Task goal => Starting at the line that contains "the blue winter" and continuing through the end of the items, copy out every line, increasing each coordinate in the answers by 4.

Excerpts from point annotation data =>

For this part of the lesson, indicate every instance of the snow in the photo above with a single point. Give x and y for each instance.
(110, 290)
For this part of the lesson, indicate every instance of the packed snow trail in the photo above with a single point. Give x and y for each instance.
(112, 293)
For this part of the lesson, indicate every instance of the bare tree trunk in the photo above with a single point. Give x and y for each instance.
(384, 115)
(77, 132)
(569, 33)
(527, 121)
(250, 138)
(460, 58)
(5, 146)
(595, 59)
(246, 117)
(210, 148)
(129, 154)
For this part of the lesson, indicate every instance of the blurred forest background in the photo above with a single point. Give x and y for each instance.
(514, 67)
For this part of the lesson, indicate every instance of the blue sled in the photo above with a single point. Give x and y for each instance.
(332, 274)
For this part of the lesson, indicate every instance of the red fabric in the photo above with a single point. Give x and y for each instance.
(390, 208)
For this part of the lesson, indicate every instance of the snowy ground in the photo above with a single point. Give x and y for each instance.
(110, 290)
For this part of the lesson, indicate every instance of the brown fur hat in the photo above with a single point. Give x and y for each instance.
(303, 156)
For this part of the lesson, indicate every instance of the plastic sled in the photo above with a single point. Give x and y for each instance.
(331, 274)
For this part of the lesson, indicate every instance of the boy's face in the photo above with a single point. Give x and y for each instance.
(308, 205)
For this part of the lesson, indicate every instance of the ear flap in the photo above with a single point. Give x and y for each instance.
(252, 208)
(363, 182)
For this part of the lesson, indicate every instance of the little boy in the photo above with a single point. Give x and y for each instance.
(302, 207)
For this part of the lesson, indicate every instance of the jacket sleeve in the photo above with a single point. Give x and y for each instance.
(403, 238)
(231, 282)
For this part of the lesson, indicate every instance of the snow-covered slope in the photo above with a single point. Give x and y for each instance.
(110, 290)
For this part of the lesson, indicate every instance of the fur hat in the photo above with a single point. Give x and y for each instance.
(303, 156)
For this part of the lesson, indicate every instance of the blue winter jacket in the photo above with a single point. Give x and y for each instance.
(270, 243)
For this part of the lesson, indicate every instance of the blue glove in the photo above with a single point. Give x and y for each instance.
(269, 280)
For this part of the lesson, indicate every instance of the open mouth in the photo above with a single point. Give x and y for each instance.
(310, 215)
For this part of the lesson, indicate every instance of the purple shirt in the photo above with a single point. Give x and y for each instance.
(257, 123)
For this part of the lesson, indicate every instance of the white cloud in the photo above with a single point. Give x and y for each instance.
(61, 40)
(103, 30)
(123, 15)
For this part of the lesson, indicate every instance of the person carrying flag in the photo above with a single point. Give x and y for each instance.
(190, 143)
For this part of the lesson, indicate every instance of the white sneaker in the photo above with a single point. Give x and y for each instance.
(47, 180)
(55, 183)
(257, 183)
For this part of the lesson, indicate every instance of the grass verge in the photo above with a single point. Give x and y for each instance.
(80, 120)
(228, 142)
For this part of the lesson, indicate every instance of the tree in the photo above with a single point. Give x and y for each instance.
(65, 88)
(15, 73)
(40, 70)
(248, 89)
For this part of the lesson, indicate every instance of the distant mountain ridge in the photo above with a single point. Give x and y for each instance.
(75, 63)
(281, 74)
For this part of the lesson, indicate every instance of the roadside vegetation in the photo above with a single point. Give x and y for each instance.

Worked solution =>
For this part of the lesson, indicate every instance of the blue winter jacket in the photo above with a single point. Give x and y for each instance.
(274, 247)
For this part of the lesson, indicate every instance of the blue glove in the photo above with a single point. Give x and y for each instance.
(273, 284)
For this part of the lesson, indicate every instance of the open mouth in the photo above with a single point. Give x and y for each instance.
(314, 219)
For this part of the lesson, indicate every instance of the purple shirt in the photo above with a single point. Give x and y for each instance.
(261, 127)
For this part of the lesson, indicate every instance of the white cloud in the photo above with a single point. Give x and y for each instance.
(65, 44)
(107, 34)
(127, 19)
For this part of the lesson, indicate every instance of the person carrying flag in the photo above with a single point. Give x and y for each instance.
(194, 147)
For this part of the lesson, indicate every instance of the white sneaker in the photo above with a single point. Give x and y for each instance.
(51, 184)
(59, 187)
(261, 187)
For this part of the lesson, indicate every instance of the grass verge in the photo above with a single point. Give x and y for each instance.
(84, 124)
(232, 146)
For this part of the lesson, indicate every instance of the tree in the photo above with a single point. Give x and y for each instance.
(69, 92)
(19, 77)
(44, 74)
(252, 93)
For this part of the lesson, indicate every instance of the distant mountain ridge in the photo above with a single point. Give x and y for each instance.
(79, 67)
(285, 78)
For this part of the lesson, indicate every instance of the roadside vegetation in the photo above with a single point. Give x and y for each instance.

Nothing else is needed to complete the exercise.